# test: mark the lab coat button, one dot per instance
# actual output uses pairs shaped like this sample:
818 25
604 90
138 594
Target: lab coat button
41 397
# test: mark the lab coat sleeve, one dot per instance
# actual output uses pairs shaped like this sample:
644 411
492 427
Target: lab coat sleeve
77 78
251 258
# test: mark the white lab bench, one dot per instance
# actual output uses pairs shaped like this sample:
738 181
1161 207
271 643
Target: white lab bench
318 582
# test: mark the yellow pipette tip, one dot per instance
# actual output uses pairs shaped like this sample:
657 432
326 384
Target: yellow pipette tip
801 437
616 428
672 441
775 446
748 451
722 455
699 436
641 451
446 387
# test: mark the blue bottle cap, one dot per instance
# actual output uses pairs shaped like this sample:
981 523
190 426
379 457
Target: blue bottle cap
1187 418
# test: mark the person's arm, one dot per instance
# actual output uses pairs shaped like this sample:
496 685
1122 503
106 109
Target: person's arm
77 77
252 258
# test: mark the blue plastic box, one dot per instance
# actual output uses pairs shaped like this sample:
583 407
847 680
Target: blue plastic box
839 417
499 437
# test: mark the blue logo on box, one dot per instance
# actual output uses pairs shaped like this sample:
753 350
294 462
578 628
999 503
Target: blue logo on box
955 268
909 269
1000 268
* * *
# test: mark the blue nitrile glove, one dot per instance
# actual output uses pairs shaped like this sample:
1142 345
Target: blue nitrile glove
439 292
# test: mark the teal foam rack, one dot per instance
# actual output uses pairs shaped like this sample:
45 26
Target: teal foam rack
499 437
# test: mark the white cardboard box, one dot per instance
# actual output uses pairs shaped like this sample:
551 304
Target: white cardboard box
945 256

▶ TASK DETAILS:
List, in full, each line of the listing above that contains the string "sleeve".

▶ COMPLETE OUTPUT:
# test: mark the lab coat sleeve, one dot per instance
Target: lab coat sleeve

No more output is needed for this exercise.